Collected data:

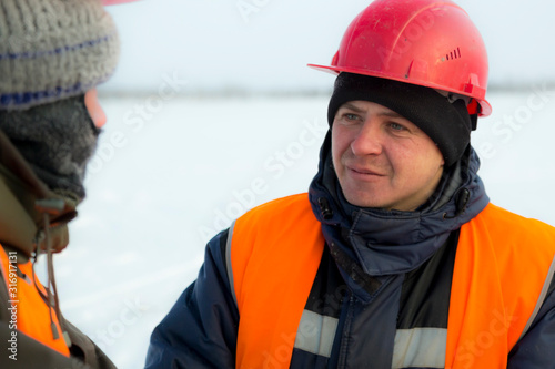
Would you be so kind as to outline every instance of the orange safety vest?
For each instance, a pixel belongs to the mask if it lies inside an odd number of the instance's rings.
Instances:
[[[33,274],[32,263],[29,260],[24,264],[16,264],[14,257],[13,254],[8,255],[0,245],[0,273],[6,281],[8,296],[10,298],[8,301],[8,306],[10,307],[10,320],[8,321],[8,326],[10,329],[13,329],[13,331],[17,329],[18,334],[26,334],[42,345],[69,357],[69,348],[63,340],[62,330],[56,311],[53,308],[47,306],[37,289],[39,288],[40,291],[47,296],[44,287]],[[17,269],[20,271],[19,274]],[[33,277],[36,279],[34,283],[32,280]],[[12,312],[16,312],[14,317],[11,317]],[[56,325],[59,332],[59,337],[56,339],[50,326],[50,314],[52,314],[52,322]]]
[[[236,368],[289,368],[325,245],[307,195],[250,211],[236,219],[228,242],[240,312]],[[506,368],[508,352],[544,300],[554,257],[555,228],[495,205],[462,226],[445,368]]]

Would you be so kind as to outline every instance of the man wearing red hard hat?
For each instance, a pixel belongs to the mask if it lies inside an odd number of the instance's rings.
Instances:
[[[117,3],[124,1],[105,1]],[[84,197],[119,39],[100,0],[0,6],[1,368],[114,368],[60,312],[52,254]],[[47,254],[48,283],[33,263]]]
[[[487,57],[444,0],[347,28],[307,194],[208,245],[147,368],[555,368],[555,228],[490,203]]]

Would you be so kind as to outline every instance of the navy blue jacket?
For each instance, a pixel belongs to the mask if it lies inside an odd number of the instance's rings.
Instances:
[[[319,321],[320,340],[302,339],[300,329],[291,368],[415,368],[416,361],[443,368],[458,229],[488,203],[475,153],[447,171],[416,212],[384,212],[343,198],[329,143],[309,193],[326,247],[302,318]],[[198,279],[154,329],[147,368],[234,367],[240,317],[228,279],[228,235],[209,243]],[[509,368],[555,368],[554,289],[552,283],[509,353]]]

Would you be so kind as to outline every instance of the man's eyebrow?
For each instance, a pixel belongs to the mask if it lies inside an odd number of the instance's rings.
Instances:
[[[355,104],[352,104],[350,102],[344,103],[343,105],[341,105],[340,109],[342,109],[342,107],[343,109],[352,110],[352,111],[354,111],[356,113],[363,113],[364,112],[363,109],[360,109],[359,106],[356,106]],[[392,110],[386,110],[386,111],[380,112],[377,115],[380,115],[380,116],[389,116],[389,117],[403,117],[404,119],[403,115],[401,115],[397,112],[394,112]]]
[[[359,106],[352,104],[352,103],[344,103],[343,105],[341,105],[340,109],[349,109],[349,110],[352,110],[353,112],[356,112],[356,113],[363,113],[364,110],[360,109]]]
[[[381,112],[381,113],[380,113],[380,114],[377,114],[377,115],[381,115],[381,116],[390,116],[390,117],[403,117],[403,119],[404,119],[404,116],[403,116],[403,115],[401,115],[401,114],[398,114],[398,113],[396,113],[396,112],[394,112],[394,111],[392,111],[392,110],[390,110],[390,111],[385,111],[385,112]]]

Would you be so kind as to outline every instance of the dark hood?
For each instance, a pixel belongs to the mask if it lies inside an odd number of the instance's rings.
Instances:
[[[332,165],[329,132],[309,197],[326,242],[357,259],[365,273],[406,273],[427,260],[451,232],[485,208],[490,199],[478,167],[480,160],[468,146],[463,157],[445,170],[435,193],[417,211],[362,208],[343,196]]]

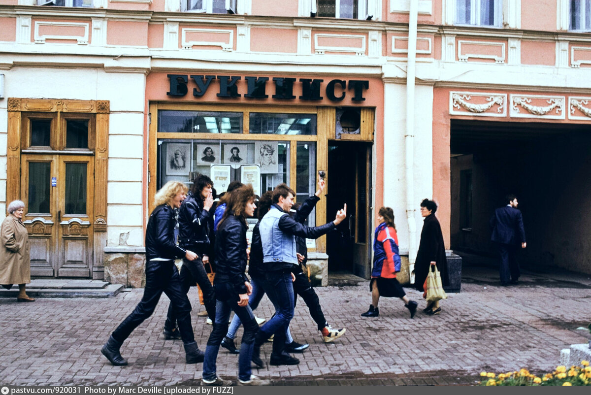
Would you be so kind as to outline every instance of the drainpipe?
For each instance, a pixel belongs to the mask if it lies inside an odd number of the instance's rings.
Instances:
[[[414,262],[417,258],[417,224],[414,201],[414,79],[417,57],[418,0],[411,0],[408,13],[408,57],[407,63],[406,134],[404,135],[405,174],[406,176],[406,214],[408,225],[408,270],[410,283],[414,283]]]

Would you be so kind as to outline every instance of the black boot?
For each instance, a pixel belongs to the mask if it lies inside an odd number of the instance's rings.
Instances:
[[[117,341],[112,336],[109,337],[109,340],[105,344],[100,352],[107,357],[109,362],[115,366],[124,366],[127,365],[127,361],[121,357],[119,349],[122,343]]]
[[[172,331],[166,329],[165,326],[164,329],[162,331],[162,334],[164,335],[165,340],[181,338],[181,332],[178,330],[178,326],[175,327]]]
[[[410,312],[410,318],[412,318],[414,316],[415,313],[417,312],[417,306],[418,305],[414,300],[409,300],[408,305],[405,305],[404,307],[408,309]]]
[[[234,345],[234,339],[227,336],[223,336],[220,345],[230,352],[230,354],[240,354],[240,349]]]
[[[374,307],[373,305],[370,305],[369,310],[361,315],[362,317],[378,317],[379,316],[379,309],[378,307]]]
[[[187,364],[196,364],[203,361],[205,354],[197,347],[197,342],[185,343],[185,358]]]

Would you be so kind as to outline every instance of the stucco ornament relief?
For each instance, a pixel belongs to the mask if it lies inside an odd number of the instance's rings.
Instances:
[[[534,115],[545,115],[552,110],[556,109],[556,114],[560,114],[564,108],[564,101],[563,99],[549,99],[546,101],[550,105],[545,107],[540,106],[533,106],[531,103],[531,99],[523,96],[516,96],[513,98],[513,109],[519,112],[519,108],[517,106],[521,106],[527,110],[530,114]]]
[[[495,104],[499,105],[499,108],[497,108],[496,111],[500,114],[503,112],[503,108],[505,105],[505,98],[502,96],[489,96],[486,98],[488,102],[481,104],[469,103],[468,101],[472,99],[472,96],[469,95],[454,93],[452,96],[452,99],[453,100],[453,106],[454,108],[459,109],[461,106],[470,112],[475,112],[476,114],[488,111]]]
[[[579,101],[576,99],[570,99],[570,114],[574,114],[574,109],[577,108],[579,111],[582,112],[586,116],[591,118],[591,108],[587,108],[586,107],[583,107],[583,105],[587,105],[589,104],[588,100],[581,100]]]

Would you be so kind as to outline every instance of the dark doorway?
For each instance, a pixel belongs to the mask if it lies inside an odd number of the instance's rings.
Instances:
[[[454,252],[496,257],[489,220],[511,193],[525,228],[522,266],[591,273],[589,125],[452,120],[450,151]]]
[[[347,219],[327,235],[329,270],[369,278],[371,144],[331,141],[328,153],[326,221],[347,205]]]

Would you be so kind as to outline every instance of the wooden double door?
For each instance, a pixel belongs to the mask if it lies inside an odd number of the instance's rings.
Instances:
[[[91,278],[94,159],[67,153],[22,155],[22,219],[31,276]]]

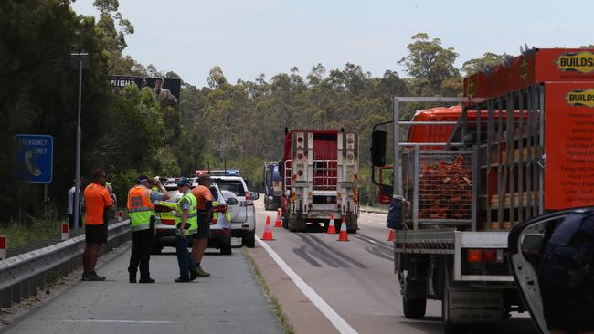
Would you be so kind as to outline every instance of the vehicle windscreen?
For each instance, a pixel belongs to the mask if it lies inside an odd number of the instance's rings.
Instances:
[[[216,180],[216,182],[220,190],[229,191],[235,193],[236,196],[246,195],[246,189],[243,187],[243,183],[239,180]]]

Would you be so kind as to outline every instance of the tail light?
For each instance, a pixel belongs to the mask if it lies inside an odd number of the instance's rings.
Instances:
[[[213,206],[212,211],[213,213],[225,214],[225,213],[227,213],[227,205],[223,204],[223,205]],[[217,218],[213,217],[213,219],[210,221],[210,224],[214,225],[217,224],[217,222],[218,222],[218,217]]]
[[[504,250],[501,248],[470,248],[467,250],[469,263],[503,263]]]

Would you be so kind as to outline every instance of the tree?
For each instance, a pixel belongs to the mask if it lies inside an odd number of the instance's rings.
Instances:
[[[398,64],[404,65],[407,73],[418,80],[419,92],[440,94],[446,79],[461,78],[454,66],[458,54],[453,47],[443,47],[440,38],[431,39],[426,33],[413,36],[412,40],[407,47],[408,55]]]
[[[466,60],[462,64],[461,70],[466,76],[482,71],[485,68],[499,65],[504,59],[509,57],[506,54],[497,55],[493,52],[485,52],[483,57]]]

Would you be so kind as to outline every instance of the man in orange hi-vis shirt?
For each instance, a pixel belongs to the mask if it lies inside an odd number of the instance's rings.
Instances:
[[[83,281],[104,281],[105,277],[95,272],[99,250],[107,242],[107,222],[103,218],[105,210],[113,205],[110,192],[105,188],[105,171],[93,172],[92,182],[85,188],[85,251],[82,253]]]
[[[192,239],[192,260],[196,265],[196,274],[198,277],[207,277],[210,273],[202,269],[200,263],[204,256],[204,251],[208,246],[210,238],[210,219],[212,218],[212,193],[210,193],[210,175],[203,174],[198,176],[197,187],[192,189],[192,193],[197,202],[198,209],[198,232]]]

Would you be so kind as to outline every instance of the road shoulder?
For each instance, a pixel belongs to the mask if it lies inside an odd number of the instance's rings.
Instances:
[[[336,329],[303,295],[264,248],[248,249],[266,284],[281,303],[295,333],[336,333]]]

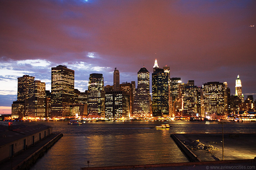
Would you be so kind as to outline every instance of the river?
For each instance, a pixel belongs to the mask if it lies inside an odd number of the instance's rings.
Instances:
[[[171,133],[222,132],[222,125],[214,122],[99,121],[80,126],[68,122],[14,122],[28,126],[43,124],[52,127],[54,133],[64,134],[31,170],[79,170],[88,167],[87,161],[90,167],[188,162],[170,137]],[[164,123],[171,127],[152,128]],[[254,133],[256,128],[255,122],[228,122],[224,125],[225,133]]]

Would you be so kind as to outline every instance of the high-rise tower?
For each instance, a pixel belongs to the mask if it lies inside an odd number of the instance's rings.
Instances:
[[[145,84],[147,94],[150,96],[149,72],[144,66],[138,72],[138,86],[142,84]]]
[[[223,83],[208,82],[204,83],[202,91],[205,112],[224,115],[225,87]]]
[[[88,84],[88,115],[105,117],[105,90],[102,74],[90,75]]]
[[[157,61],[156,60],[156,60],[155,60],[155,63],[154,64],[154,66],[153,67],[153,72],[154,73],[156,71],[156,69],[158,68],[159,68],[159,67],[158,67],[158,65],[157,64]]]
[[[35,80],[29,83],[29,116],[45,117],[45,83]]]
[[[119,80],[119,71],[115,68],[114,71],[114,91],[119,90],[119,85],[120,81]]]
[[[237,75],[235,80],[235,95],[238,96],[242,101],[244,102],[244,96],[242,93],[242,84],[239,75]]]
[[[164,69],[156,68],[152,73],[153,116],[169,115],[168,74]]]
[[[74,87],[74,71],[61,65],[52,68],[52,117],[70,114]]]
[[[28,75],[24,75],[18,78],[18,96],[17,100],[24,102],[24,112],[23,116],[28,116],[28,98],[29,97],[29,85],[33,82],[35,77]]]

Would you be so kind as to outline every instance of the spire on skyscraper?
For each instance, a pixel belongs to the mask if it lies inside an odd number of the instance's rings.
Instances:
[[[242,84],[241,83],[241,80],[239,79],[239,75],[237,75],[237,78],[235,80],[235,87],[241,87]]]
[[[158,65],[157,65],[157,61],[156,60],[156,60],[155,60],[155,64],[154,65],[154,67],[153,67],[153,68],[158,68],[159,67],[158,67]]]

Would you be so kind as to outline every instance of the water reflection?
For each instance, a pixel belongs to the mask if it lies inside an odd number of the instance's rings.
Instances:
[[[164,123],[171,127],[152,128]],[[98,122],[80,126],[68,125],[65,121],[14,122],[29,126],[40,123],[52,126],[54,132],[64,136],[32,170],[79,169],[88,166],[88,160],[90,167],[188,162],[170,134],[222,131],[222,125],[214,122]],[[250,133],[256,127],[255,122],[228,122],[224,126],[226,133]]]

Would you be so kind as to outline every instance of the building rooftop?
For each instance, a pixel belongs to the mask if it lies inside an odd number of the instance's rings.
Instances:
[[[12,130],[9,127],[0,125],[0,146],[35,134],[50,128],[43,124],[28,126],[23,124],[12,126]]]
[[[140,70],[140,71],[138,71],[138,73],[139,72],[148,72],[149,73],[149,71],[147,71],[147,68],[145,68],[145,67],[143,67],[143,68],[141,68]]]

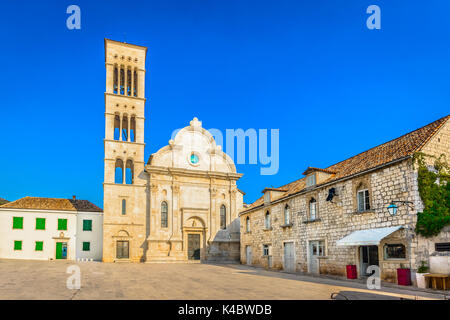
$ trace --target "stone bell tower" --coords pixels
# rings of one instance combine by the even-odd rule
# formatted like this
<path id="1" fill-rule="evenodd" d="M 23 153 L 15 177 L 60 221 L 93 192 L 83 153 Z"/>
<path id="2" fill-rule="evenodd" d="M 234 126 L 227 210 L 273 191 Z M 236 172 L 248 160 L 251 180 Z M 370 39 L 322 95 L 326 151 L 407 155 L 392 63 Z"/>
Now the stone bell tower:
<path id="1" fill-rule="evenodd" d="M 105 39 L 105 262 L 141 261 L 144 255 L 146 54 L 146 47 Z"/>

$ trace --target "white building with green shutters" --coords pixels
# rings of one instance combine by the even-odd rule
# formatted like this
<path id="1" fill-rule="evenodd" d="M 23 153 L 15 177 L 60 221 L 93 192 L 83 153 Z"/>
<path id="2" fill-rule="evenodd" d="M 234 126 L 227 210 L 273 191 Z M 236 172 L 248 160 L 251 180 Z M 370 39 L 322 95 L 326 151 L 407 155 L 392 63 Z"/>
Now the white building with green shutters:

__WHAT TO DO__
Gather every line of the records that contains the string "white", and copy each one in full. Case matters.

__CORRECT OUTPUT__
$ trace --target "white building with green shutters" --coords pixels
Now the white building with green shutters:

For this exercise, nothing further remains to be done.